• _Stated exercise_:
Copy out word for word everything from the line that contains "the man's hand and record the coordinates." down to the final line, including both.

• _Given data_:
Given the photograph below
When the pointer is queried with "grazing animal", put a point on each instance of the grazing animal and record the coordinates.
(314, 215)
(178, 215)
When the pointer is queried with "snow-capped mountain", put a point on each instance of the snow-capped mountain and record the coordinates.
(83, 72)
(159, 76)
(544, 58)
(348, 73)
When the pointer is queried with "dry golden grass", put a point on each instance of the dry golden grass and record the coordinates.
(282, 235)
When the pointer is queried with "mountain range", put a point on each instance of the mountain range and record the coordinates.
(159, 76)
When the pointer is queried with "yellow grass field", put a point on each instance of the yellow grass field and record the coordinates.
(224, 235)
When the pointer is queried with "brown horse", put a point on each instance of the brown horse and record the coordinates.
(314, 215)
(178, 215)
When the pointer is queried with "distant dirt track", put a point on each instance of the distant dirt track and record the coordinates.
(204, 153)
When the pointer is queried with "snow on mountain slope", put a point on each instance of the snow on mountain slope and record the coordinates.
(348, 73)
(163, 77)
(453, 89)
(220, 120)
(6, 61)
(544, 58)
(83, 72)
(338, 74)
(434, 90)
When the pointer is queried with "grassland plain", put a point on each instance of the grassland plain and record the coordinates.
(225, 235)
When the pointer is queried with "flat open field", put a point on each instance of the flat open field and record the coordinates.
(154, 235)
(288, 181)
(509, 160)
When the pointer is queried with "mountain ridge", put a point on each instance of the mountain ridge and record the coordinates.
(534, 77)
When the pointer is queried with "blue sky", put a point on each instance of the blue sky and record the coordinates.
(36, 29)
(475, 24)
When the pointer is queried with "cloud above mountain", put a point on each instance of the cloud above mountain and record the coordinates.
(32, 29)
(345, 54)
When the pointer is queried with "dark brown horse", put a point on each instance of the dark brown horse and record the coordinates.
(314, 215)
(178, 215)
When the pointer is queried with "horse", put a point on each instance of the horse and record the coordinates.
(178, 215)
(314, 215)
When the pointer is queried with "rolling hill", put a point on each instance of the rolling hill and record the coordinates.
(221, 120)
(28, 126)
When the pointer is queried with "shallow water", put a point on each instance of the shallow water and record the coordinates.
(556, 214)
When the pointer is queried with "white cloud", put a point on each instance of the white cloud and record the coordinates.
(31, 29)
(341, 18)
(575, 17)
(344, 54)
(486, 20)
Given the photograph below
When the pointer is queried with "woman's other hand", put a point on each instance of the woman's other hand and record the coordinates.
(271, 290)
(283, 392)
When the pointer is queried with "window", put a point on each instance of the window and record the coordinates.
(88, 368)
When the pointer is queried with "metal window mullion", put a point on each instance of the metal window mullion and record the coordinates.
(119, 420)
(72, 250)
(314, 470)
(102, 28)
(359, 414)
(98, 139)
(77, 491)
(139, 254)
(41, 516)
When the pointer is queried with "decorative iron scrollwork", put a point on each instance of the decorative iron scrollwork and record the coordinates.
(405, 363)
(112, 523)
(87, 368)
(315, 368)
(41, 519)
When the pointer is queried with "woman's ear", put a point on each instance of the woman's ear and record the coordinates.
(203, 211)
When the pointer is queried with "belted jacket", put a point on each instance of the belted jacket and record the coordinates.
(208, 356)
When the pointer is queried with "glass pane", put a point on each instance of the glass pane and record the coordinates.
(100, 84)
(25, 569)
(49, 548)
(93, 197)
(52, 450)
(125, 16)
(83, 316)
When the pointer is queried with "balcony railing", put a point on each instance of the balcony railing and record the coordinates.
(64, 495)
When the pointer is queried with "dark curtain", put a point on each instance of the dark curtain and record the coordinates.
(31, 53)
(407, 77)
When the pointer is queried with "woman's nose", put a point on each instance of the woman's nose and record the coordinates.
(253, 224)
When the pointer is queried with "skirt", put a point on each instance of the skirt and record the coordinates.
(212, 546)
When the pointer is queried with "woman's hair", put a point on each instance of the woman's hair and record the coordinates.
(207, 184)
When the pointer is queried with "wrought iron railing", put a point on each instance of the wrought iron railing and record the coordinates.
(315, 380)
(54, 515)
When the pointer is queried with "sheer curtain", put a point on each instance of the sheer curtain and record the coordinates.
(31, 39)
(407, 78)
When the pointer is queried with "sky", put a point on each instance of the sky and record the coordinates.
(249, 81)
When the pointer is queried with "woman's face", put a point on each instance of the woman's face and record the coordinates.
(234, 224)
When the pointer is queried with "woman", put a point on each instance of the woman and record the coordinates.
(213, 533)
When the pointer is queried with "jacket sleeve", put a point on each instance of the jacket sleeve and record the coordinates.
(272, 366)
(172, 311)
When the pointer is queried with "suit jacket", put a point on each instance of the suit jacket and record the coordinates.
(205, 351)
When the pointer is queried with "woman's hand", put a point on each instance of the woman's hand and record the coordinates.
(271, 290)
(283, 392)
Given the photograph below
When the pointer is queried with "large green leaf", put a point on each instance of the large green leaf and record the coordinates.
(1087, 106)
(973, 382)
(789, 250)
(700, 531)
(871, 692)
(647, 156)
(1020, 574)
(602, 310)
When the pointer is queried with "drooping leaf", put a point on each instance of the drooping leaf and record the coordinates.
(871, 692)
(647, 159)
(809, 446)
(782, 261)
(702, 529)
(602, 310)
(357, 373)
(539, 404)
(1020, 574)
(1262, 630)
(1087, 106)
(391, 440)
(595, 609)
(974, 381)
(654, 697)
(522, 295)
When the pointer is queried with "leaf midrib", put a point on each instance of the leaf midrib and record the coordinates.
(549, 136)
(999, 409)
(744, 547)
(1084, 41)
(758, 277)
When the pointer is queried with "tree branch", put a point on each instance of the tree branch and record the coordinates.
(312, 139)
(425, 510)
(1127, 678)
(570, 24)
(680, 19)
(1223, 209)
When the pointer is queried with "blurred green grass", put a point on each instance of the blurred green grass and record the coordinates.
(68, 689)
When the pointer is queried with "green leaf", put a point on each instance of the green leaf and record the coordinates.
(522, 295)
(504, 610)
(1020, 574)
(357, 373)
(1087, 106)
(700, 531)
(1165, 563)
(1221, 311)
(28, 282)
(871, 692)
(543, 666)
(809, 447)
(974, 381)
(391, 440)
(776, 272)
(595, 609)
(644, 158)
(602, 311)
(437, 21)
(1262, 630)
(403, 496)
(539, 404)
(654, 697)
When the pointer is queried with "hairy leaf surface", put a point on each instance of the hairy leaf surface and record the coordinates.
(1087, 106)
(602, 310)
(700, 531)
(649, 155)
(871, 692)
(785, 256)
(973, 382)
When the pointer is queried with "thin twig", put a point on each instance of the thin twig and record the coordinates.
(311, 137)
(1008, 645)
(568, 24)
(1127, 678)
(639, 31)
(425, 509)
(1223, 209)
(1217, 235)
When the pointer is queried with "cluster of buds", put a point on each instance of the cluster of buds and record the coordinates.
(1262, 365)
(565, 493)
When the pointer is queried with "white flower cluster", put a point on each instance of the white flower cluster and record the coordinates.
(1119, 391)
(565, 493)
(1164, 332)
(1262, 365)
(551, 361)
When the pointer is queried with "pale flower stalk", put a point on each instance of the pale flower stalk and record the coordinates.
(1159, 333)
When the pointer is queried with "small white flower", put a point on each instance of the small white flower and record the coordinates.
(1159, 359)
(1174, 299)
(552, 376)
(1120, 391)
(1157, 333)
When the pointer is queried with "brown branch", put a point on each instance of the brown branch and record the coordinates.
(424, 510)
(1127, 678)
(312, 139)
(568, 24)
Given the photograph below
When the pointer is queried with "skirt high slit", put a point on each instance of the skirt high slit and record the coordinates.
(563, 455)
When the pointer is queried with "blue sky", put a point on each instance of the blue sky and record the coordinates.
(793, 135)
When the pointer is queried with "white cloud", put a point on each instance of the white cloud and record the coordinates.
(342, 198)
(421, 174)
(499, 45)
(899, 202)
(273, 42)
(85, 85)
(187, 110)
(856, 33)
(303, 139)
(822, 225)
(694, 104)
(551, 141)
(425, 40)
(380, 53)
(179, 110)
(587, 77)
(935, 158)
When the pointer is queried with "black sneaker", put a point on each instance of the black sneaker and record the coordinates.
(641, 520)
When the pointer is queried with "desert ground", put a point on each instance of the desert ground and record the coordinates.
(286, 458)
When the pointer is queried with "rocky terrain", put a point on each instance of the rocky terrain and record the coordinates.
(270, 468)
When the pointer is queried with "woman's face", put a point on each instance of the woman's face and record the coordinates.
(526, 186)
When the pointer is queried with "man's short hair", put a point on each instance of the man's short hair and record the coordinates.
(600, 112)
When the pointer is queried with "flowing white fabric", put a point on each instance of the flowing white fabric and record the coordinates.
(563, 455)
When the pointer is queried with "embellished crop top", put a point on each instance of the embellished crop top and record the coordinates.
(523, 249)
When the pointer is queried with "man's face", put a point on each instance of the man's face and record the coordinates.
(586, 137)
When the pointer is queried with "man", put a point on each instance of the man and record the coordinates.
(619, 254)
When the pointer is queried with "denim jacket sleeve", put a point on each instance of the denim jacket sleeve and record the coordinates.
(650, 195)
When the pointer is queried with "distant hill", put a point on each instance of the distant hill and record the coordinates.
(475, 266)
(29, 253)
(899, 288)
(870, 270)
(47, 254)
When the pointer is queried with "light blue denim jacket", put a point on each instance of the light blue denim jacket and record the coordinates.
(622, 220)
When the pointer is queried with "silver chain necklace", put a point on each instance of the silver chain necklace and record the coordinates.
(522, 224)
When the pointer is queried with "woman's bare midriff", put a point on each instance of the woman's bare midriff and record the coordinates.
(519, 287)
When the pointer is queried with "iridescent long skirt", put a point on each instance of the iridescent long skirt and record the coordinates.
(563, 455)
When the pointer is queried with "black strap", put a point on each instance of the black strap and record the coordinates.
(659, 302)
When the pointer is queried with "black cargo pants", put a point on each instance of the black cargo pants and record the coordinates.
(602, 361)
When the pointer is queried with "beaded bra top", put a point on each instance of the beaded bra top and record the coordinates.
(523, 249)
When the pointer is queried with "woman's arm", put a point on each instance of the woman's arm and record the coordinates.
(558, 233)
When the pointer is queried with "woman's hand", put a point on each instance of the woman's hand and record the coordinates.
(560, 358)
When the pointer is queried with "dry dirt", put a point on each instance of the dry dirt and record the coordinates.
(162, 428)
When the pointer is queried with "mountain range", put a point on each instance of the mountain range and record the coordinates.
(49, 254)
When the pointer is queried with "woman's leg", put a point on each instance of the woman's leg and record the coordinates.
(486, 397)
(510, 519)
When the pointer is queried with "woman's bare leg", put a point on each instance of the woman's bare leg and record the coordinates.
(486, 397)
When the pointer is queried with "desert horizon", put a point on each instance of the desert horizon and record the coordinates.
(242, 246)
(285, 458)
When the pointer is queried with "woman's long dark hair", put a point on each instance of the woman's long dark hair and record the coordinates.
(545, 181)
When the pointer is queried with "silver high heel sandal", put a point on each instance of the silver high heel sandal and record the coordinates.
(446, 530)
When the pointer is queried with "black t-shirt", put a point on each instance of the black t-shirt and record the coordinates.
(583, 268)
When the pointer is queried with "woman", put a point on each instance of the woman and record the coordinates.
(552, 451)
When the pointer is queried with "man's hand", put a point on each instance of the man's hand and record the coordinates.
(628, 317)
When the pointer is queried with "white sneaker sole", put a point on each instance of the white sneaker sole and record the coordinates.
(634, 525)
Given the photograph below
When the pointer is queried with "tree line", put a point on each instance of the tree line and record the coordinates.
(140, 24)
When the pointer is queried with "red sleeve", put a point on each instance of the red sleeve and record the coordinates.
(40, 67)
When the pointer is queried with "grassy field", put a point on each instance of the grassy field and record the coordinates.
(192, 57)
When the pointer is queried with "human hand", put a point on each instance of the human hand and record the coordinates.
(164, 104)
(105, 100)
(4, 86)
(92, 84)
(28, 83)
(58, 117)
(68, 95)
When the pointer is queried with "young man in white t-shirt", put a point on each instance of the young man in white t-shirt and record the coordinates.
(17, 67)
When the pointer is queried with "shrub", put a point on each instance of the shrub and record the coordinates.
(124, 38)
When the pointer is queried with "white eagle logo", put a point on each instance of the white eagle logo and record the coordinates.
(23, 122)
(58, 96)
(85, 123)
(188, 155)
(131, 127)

• _Response_:
When the pointer is queried with "man's hand", put a point on each instance of the man's hand and record the coordinates.
(628, 317)
When the pointer is queried with "white sneaker sole", put a point on each instance of the white sneaker sole and record the coordinates.
(634, 525)
Given the photograph below
When the pointer is queried with "tree line", put a point on each instance of the tree line and record the coordinates.
(140, 24)
When the pointer is queried with "red sleeve", put a point on each instance of the red sleeve and record the coordinates.
(40, 67)
When the pointer is queried with "grassy field", put a point on each instance of the grassy field and record the coordinates.
(192, 57)
When the pointer is queried with "human hand", put a point on each instance of the human hand and record the coordinates.
(164, 104)
(105, 100)
(4, 86)
(92, 84)
(28, 83)
(58, 117)
(68, 95)
When the pointer is queried with "young man in white t-shirt", put a point on each instance of the young man in white t-shirt and record the coordinates.
(17, 67)
When the pointer is queried with "shrub", put a point on each instance of the shrub and record the coordinates.
(124, 38)
When the pointer is queried with "white eagle logo", put a point on each instance of the white eagle logo and record the coordinates.
(23, 122)
(58, 96)
(85, 123)
(188, 155)
(131, 127)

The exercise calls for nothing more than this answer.